**The exercise**
Gather and copy every line in the records below that contains the string "plate". Matching is case-sensitive.

**Available records**
(begin)

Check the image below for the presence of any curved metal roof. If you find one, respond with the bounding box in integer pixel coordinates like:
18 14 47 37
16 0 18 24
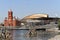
24 14 48 19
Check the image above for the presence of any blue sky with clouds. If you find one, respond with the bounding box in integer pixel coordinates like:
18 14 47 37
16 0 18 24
0 0 60 22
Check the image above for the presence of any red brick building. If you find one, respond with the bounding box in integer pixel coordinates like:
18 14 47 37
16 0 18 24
4 10 21 26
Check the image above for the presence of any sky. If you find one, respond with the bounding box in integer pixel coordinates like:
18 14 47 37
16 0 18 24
0 0 60 22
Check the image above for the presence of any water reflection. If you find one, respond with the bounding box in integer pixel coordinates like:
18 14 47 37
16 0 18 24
7 30 57 40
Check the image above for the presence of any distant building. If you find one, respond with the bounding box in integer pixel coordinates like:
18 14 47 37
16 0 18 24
4 10 20 27
21 14 60 25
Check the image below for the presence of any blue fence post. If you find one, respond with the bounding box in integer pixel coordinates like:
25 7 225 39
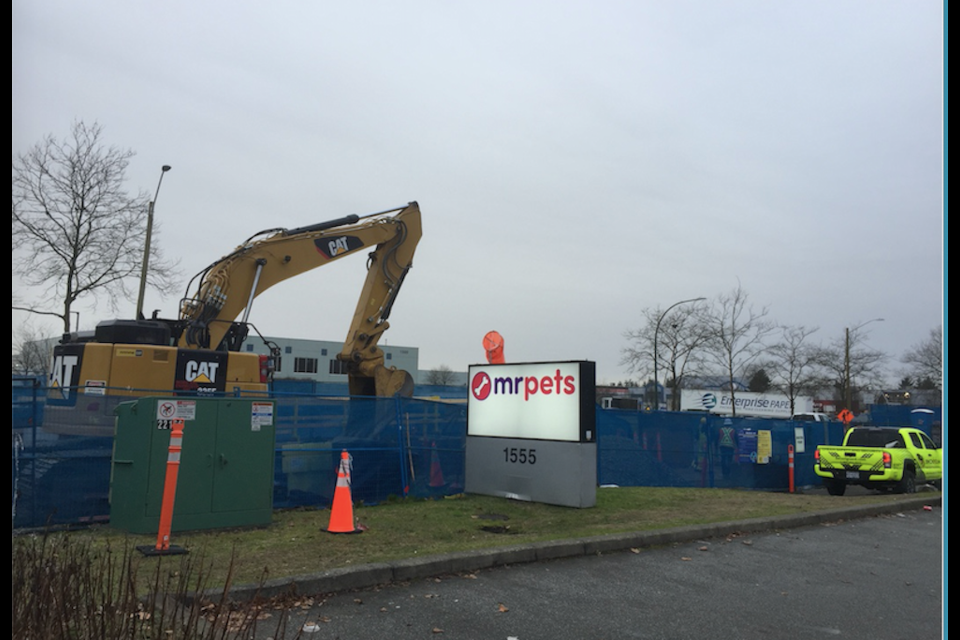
393 396 410 497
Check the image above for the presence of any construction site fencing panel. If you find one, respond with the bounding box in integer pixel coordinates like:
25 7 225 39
11 378 939 529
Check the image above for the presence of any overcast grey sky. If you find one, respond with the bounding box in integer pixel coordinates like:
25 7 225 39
12 0 945 382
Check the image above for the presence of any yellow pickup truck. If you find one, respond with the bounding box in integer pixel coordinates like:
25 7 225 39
814 427 943 496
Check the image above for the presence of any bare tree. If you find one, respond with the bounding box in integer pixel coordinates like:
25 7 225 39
427 364 454 387
902 325 943 389
819 323 887 412
764 326 825 414
12 122 177 332
703 283 775 416
12 322 52 377
620 305 708 411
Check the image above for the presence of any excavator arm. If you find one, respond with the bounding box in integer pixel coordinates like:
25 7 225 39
177 202 422 396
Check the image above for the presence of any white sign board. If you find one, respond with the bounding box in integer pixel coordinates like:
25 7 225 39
467 362 595 442
680 389 813 419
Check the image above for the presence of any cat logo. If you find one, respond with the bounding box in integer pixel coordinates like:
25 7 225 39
313 236 365 260
47 345 83 406
173 349 227 393
50 354 80 400
185 360 220 384
327 236 348 258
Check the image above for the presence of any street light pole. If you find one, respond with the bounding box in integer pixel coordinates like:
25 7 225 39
653 298 706 411
137 164 170 320
843 318 883 411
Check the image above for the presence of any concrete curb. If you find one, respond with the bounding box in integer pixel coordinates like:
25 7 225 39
199 494 943 602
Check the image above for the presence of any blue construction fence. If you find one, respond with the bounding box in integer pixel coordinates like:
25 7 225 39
11 378 940 529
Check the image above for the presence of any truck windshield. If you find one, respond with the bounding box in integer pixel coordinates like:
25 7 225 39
847 429 904 449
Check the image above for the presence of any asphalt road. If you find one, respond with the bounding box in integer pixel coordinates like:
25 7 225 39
229 494 944 640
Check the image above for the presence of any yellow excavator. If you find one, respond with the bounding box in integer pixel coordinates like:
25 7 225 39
47 202 421 418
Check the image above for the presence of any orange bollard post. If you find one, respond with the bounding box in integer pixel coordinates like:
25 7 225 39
326 451 363 533
137 418 187 556
787 444 795 493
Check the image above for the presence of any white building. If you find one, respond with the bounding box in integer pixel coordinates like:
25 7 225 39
242 336 420 382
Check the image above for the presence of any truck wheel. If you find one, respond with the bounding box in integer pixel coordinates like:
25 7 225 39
897 469 917 493
823 479 847 496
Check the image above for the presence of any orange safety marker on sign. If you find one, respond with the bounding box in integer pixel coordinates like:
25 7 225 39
137 418 187 556
326 451 363 533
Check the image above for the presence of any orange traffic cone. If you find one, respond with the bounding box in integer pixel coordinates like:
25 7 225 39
327 451 362 533
430 442 445 488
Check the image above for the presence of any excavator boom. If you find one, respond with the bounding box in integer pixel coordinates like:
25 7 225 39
177 202 422 396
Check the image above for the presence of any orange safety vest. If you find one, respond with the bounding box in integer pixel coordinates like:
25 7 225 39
720 427 734 447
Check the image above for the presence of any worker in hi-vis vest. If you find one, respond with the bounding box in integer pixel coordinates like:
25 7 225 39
717 418 737 478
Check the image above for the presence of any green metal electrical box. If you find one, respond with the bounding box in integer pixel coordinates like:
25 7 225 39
110 397 275 533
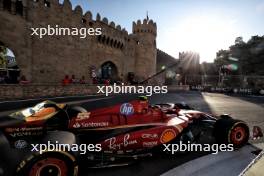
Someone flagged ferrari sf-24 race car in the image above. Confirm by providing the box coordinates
[0,97,249,176]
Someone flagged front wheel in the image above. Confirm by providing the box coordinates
[17,152,78,176]
[214,118,249,148]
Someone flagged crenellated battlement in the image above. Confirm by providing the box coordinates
[133,18,157,36]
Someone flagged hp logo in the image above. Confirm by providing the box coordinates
[120,103,134,116]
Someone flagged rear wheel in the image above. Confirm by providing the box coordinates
[17,152,78,176]
[214,118,249,148]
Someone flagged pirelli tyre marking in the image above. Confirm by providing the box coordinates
[228,122,248,145]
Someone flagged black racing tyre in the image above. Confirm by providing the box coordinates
[214,118,249,148]
[16,152,78,176]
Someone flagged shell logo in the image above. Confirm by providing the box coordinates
[160,129,176,144]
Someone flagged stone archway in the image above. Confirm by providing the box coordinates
[0,42,20,84]
[0,3,33,82]
[101,61,118,80]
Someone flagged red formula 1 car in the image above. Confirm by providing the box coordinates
[0,97,249,176]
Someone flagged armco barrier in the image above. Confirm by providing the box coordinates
[0,84,97,100]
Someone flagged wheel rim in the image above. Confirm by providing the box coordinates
[231,126,247,145]
[29,158,67,176]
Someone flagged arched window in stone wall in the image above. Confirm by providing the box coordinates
[102,36,105,43]
[16,0,23,16]
[44,0,50,7]
[106,37,110,45]
[116,42,120,48]
[3,0,11,12]
[97,35,102,42]
[110,39,113,47]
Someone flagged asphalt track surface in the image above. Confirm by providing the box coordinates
[0,92,264,176]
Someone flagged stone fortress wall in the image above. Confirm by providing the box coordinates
[0,0,157,83]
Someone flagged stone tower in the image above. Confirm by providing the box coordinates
[133,17,157,81]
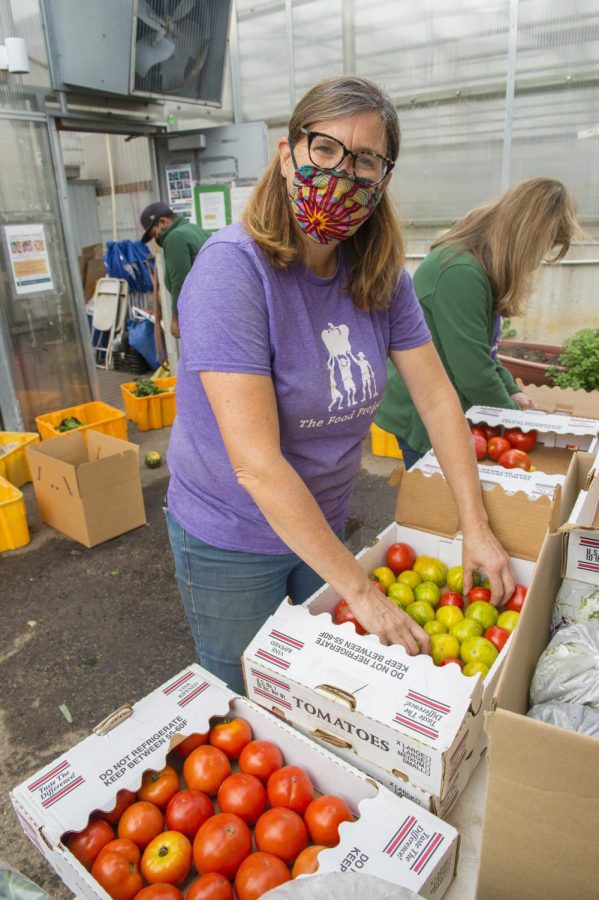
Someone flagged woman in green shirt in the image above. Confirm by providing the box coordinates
[376,178,579,468]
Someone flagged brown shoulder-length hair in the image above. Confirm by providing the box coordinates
[242,76,405,311]
[431,178,582,316]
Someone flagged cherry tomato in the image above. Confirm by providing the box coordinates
[304,794,354,847]
[266,766,314,816]
[385,543,416,575]
[291,844,327,878]
[165,788,214,841]
[239,741,283,784]
[210,718,253,759]
[118,800,164,850]
[217,772,266,825]
[183,746,231,797]
[185,872,233,900]
[505,584,527,612]
[141,831,191,884]
[235,853,291,900]
[65,819,114,869]
[94,788,137,825]
[193,813,252,878]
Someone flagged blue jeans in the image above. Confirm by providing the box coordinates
[166,510,332,695]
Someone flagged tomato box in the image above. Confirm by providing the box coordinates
[11,665,459,900]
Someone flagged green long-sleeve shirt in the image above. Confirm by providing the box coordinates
[376,247,519,453]
[156,216,210,319]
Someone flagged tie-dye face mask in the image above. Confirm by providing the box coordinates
[289,166,382,244]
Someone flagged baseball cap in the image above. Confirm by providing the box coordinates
[139,203,175,244]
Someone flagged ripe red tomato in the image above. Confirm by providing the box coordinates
[439,591,464,609]
[185,872,233,900]
[217,772,266,825]
[92,848,144,900]
[291,844,327,878]
[468,588,491,603]
[239,741,283,784]
[118,800,164,850]
[235,853,291,900]
[385,543,416,575]
[505,584,527,612]
[141,831,191,884]
[333,600,368,634]
[485,625,510,653]
[254,806,308,866]
[210,718,253,759]
[266,766,314,816]
[499,450,532,472]
[183,746,231,797]
[504,428,537,453]
[304,794,354,847]
[173,731,210,756]
[137,766,179,809]
[193,813,252,878]
[487,437,511,462]
[65,819,114,869]
[165,788,214,841]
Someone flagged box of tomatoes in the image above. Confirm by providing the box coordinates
[11,665,459,900]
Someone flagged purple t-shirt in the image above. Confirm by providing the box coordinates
[168,225,430,554]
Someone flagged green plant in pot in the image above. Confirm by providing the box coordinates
[547,328,599,391]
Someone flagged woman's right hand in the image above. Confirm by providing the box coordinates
[347,582,431,656]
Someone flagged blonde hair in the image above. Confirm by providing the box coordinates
[431,178,581,316]
[242,76,405,312]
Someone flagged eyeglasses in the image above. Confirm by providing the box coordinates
[300,128,395,185]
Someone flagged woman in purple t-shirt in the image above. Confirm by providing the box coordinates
[168,77,514,691]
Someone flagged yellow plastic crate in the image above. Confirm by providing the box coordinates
[0,478,31,553]
[121,377,177,431]
[0,431,40,487]
[35,400,128,441]
[370,422,403,459]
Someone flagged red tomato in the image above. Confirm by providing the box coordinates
[291,844,327,878]
[217,772,266,825]
[165,788,214,841]
[487,437,511,462]
[210,718,253,759]
[266,766,314,816]
[137,766,179,809]
[193,813,252,878]
[235,853,291,900]
[92,848,144,900]
[65,819,114,869]
[505,584,527,612]
[239,741,283,784]
[439,591,464,609]
[185,872,233,900]
[118,800,164,850]
[504,428,537,453]
[499,450,532,472]
[183,746,231,797]
[141,831,191,884]
[333,600,366,634]
[385,543,416,575]
[304,794,354,847]
[94,788,137,825]
[173,731,210,756]
[468,588,491,603]
[485,625,510,653]
[254,806,308,865]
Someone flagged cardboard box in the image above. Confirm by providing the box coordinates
[26,430,146,547]
[11,665,459,898]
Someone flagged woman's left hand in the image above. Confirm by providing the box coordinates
[462,525,516,606]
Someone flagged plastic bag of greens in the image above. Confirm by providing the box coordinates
[530,622,599,710]
[528,703,599,738]
[549,578,599,637]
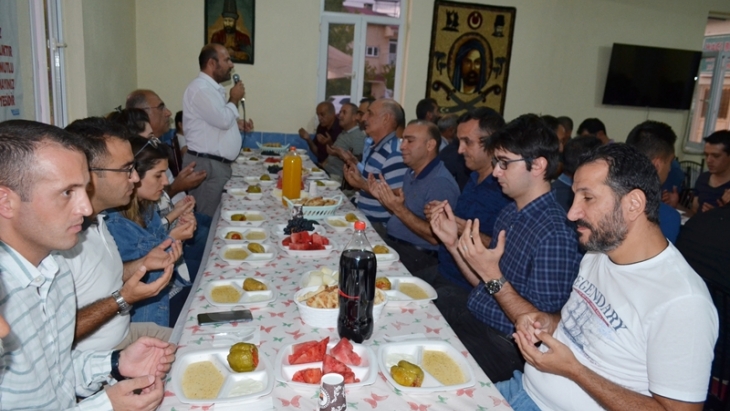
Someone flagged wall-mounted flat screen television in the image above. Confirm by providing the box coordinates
[603,43,702,110]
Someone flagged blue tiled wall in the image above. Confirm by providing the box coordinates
[241,131,317,163]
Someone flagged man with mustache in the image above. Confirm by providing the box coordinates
[0,120,175,410]
[497,144,718,411]
[431,114,581,381]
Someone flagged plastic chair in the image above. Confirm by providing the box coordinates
[704,278,730,411]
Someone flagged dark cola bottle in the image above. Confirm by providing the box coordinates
[337,221,378,343]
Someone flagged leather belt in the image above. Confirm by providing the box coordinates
[188,150,233,164]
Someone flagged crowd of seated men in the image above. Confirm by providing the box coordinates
[0,46,730,410]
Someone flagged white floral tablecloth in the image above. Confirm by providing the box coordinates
[160,160,511,411]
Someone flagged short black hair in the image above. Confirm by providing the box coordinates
[578,118,606,135]
[576,143,662,224]
[558,116,573,131]
[66,116,133,168]
[456,107,504,151]
[416,98,438,120]
[703,130,730,155]
[0,120,87,202]
[491,114,560,181]
[198,43,219,70]
[563,136,603,175]
[626,120,677,160]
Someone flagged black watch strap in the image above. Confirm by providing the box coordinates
[110,350,127,381]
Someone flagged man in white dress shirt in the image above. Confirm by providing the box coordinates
[183,44,253,217]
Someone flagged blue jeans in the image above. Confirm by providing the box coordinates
[494,371,540,411]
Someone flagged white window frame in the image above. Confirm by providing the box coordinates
[317,0,409,104]
[28,0,68,127]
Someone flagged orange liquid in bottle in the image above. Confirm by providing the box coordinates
[281,147,302,207]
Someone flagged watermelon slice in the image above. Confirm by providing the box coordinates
[289,337,330,364]
[292,368,322,384]
[330,338,362,365]
[322,354,360,384]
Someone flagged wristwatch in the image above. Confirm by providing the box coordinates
[112,290,132,315]
[484,276,507,295]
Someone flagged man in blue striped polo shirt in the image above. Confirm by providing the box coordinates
[0,120,175,410]
[344,99,406,237]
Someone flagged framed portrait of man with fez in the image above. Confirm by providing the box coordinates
[426,0,516,114]
[205,0,256,64]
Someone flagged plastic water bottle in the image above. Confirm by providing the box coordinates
[337,221,378,343]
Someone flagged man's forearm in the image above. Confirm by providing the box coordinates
[567,364,702,411]
[74,296,119,343]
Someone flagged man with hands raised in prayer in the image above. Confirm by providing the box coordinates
[431,114,581,381]
[497,144,718,411]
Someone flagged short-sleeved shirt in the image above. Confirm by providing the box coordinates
[695,171,730,212]
[357,132,407,223]
[388,157,459,250]
[313,118,342,164]
[467,192,582,335]
[323,126,365,176]
[439,171,512,290]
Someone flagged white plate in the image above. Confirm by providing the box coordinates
[378,276,438,305]
[378,340,476,393]
[170,348,275,404]
[299,267,338,288]
[219,243,276,267]
[274,340,378,390]
[218,227,269,244]
[221,210,266,227]
[278,236,336,258]
[370,243,400,267]
[274,224,329,240]
[205,277,276,308]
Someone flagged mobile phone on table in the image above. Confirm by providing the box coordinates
[198,310,253,325]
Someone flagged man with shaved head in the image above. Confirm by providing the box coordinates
[299,101,342,164]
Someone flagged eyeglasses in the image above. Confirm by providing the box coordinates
[89,163,136,179]
[492,157,532,170]
[142,101,167,112]
[134,137,160,157]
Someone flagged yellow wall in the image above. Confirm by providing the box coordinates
[66,0,730,153]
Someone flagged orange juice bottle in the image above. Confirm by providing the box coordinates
[281,146,302,207]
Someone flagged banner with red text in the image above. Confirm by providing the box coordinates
[0,1,23,121]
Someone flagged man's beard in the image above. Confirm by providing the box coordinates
[575,201,628,253]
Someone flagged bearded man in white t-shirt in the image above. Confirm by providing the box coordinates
[497,144,718,411]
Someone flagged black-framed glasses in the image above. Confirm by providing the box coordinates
[89,163,136,179]
[134,137,160,157]
[492,157,532,170]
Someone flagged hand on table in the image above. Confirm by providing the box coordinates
[119,337,177,378]
[458,219,507,282]
[106,375,165,411]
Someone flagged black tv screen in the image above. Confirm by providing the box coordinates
[603,43,702,110]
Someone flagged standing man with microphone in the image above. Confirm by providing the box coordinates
[183,44,253,217]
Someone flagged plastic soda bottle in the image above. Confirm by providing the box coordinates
[337,221,377,343]
[281,146,302,207]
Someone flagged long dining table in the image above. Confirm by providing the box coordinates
[159,151,512,411]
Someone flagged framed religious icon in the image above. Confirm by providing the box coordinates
[205,0,256,64]
[426,0,516,114]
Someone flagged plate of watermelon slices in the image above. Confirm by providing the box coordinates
[279,231,335,258]
[275,337,378,389]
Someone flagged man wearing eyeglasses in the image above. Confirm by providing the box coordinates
[431,114,581,382]
[60,117,182,350]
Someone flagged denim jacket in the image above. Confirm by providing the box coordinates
[106,210,185,327]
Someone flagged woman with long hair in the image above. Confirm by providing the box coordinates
[107,137,196,327]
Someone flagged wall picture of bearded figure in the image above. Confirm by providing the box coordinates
[205,0,256,64]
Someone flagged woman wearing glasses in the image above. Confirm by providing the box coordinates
[107,137,196,327]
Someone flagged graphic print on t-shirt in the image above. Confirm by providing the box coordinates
[560,276,627,359]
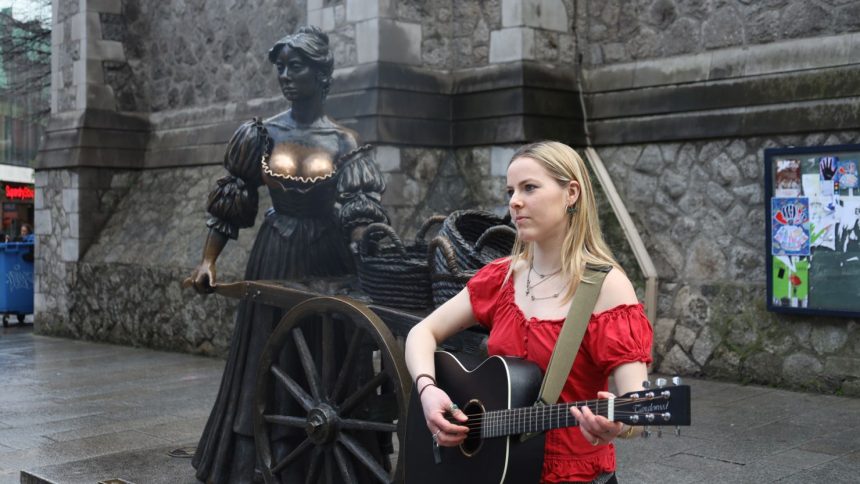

(end)

**Reply to the task**
Someone flagged white plate in the image above. Confirm by providing the box coordinates
Someone flagged plate of watermelon slices in the image above. Confirm by providing the box coordinates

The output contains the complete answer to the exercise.